◆ WORK TO COMPLETE:
A: Answer these questions using the news report:
(i) How many bystanders were wounded?
(ii) At which business did Johnson and Ercolino work together?
(iii) What did the business St. Jolly's Art sell?
B: From the news report, list every subject shown in the art for sale on the St. Jolly's Art website.

*** EXCERPTED PASSAGE ***

Police said Johnson hid behind a car and then killed
Ercolino with five gunshots as he arrived for work. Johnson then was
shot by two police officers who confronted him on a busy sidewalk.
Security
camera footage showed the officers had only an instant to react when
Johnson suddenly turned as they approached and pointed his gun at them,
his arm cocked as if to fire.
Their encounter was over in eight
seconds. The officers, who had been standing nearly close enough to
shake hands with Johnson and had no opportunity to take cover, fired
almost immediately.
Nine bystanders were wounded in the 16-shot
volley, likely by stray or ricocheting police bullets. None of their
injuries was life-threatening, police said.
Police investigating
Johnson's killing of Ercolino were eyeing bad blood between them from
when they worked together at Hazan Import, a garment district business
where Ercolino was a vice president of sales.
Johnson and
Ercolino had traded harassment accusations when they worked together,
police said, and when Johnson was laid off from the company a year ago
he blamed Ercolino, saying he hadn't aggressively marketed his new
T-shirt line.
After Johnson's layoff, neighbours said, he continued to leave his apartment every day in a suit.
Internet
records listed Johnson as the administrator of the website for a
business called St. Jolly's Art, which sold iron-on graphic art for
T-shirts. Art for sale on the site included stylised drawings of fighter
planes and muscle cars and whimsical "seafaring vignettes" featuring
pirate maidens and tall ships.
Johnson also was part of a
community of bird watchers and photographers who document hawks and
other wildlife living in Central Park, a few blocks from his home.
In
one email to another bird watcher who works at The Associated Press,
Johnson wrote tenderly about spending a winter night watching ducks in
the park.

*** DATA SHOWN ***

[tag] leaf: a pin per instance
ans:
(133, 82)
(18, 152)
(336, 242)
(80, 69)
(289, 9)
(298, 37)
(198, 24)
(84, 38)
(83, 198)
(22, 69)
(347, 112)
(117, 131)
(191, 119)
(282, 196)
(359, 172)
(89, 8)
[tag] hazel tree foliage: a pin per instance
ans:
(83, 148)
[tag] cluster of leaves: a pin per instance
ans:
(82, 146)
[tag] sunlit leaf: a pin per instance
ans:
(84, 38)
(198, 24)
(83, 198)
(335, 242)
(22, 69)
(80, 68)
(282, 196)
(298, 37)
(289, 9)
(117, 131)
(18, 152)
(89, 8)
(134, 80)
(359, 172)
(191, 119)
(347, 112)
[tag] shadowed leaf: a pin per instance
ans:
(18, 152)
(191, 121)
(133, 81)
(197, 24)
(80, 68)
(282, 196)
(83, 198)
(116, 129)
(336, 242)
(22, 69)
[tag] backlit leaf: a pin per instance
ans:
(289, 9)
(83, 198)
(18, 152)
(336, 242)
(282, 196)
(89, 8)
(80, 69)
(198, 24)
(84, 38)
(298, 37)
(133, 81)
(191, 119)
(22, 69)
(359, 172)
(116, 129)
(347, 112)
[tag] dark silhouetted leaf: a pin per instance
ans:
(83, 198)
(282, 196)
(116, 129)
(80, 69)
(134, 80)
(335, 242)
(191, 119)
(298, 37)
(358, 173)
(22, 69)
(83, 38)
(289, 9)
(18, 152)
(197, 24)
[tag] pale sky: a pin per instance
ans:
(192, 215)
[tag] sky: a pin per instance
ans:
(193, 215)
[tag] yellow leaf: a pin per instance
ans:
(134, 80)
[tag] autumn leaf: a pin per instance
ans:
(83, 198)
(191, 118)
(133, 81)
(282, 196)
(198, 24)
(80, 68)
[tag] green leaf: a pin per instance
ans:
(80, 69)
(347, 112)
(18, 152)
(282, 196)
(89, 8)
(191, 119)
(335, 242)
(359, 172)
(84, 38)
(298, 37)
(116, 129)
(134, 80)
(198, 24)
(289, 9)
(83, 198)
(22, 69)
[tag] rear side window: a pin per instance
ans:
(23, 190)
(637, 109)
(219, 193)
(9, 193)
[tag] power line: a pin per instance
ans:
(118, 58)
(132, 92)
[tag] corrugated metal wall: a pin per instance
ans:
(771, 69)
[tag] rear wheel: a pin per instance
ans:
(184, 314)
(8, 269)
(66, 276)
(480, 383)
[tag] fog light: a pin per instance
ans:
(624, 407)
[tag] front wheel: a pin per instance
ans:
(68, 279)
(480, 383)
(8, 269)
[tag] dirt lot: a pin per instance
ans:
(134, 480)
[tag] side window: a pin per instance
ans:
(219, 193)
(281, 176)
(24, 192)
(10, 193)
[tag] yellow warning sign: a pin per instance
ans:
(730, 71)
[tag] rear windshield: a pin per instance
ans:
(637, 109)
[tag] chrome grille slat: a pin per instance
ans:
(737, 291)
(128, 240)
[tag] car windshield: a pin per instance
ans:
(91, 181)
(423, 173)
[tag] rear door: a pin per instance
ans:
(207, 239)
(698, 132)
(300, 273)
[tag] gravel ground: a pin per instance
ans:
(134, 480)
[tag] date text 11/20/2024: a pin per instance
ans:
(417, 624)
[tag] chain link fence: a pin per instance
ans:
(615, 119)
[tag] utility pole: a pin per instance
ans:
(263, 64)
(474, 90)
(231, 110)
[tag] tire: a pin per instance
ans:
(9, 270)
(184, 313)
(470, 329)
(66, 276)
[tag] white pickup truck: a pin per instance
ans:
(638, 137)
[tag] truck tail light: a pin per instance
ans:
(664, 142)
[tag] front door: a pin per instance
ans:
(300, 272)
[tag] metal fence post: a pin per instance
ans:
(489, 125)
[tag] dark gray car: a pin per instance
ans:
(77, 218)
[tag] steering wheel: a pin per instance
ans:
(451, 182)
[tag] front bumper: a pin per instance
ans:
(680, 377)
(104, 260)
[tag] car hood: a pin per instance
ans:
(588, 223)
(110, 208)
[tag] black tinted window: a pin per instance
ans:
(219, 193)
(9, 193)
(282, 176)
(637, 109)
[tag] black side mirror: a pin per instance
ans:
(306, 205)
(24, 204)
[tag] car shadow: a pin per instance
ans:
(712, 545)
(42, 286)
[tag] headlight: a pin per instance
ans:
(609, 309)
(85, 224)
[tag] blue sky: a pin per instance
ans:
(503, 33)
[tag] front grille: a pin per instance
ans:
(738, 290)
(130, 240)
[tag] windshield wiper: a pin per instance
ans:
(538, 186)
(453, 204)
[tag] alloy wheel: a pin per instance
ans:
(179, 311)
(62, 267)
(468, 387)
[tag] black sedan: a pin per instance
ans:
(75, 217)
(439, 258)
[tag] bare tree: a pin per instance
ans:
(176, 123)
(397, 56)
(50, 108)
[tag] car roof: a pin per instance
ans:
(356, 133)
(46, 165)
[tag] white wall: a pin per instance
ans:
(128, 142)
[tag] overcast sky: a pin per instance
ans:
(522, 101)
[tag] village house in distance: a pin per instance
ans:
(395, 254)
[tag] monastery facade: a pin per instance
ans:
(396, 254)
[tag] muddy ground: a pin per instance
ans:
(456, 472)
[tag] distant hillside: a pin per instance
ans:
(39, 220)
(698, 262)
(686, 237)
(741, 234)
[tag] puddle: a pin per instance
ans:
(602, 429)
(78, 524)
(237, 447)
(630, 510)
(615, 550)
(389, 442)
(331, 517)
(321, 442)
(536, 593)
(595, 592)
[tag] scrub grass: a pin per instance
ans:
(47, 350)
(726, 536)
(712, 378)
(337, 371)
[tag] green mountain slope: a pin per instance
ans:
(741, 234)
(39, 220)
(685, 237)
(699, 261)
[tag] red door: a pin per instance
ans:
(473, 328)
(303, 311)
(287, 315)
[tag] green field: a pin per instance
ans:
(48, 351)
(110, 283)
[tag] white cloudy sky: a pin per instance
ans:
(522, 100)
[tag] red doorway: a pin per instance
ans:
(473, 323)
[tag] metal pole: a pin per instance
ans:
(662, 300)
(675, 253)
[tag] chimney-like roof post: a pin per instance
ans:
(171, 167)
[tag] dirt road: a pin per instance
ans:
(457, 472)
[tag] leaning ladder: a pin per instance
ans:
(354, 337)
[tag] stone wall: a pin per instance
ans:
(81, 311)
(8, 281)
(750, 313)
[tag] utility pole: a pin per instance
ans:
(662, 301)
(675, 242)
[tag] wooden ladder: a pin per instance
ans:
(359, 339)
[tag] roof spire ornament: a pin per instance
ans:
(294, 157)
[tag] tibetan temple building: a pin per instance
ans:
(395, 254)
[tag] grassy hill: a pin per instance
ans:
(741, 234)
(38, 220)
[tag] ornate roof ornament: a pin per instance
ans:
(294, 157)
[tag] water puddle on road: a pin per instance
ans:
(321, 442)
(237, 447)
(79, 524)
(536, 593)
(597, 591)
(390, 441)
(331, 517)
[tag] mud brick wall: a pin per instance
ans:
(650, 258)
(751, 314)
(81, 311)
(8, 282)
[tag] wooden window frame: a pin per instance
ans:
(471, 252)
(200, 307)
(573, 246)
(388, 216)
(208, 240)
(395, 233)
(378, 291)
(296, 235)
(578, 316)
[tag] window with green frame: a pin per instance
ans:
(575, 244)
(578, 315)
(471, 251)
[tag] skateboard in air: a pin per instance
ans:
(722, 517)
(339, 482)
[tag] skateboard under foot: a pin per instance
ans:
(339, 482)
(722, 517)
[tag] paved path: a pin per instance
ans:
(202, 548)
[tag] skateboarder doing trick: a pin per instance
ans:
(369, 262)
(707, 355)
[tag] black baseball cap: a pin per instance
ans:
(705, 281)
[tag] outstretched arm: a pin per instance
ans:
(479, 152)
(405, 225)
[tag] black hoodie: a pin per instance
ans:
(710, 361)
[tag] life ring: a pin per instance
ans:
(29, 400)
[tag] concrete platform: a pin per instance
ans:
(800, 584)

***

◆ ANSWERS BELOW:
A:
(i) Nine
(ii) Hazan Import
(iii) Iron-on graphic art for T-shirts

B:
Fighter planes
Muscle cars
Pirate maidens
Tall ships